Substituted amphetamine appetite suppressant drug

Formetorex (INN), also known as formetamide or N-formylamphetamine, is a substituted amphetamine described as an anorectic which does not appear to have ever been marketed.

Formetorex is also an intermediate in the production of amphetamine by the "Leuckart reaction." It is also commonly found as an impurity in clandestine labs where this synthesis method is used. Due to the simplicity of the Leuckart reaction, it is the most popular synthetic route employed for the illicit manufacture of amphetamines. The synthesis involves a non-metal reduction that is typically carried out in three steps. For amphetamine synthesis, a mixture of phenylacetone and formamide (sometimes in the presence of formic acid) or ammonium formate, is heated until a condensation reaction results in the intermediate product, formetamide. In the second step, formetamide is hydrolysed using hydrochloric acid, and the reaction mixture is then basified, isolated, and steam distilled to produce the free base. The final step, the product is dissolved in an organic solvent and precipitated as the sulphate salt of amphetamine by adding sulfuric acid.

It can in theory also serve as a precursor to methamphetamine, by removing the aldehyde group with a strong reducing agent such as LAH (in PiHKAL, Shulgin describes the analogous synthesis of MDMA by reduction of N-formyl-3,4-methylenedioxyamphetamine).

INFORMATION PROVIDED:
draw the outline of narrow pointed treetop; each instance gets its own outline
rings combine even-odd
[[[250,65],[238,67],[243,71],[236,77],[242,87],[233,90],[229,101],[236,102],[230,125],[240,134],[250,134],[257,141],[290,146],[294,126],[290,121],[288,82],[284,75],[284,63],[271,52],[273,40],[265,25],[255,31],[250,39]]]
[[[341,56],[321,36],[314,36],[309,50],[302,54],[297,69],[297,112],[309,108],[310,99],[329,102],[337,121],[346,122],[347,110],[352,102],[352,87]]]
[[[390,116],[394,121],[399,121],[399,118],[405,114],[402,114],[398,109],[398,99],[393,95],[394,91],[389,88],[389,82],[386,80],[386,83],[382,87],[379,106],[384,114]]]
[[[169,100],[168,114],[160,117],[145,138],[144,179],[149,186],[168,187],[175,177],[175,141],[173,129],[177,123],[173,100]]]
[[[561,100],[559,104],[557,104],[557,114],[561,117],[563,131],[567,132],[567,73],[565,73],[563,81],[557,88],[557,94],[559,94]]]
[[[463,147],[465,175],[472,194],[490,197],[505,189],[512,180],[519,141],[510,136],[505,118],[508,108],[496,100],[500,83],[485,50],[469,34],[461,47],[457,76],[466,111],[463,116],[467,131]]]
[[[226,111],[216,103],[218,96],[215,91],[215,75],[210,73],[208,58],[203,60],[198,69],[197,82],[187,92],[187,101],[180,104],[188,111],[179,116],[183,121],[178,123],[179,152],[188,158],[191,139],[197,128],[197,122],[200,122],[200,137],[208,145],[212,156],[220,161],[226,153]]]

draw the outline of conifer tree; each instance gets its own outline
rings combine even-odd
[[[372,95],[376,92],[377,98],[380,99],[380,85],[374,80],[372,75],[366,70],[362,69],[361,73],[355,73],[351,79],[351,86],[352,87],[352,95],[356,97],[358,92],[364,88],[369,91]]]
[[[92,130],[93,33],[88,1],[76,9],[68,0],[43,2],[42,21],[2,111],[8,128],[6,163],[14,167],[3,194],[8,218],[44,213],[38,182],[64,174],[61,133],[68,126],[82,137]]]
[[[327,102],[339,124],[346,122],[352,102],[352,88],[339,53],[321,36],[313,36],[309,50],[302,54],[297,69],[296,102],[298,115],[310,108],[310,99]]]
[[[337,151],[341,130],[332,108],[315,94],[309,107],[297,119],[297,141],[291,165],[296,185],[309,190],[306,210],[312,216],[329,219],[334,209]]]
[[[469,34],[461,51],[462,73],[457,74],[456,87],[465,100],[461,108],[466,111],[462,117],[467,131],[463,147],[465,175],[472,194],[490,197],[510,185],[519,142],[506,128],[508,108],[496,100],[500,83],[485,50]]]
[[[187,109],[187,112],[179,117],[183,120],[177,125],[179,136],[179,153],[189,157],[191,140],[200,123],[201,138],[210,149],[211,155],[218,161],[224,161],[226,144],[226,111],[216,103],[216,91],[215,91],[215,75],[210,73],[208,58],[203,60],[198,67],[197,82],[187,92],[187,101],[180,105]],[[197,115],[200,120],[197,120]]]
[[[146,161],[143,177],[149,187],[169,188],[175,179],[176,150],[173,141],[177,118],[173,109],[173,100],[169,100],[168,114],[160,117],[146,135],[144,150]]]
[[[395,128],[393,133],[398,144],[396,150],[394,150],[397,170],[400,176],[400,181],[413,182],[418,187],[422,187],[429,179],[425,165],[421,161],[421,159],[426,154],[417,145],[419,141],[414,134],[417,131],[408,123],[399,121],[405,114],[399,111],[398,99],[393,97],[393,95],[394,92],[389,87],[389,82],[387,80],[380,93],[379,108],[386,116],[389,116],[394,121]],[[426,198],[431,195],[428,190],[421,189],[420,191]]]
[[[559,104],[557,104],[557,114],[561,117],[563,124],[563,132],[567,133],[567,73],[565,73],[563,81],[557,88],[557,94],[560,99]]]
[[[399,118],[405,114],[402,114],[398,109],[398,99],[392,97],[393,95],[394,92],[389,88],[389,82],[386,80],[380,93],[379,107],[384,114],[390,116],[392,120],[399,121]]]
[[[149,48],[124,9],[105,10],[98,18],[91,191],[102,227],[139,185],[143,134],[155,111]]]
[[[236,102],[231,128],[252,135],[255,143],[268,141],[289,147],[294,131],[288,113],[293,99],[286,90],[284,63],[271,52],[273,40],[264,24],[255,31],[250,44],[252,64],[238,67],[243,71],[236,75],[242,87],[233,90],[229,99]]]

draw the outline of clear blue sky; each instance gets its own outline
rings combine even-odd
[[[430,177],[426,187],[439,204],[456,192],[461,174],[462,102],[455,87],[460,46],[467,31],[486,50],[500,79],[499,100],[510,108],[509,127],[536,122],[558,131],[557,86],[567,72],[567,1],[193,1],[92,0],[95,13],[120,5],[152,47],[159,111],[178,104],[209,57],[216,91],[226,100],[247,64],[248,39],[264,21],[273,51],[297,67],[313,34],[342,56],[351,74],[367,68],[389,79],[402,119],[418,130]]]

EXERCISES:
• A. List every acid named in the formetorex text.
• B. Extract the passage of the formetorex text that begins at the words "It can in theory" and stops after the words "reduction of N-formyl-3,4-methylenedioxyamphetamine).".
The data that come after the formetorex text are separate material.

SOLUTIONS TO THE PROBLEMS:
• A. formic acid, hydrochloric acid, sulfuric acid

• B.
It can in theory also serve as a precursor to methamphetamine, by removing the aldehyde group with a strong reducing agent such as LAH (in PiHKAL, Shulgin describes the analogous synthesis of MDMA by reduction of N-formyl-3,4-methylenedioxyamphetamine).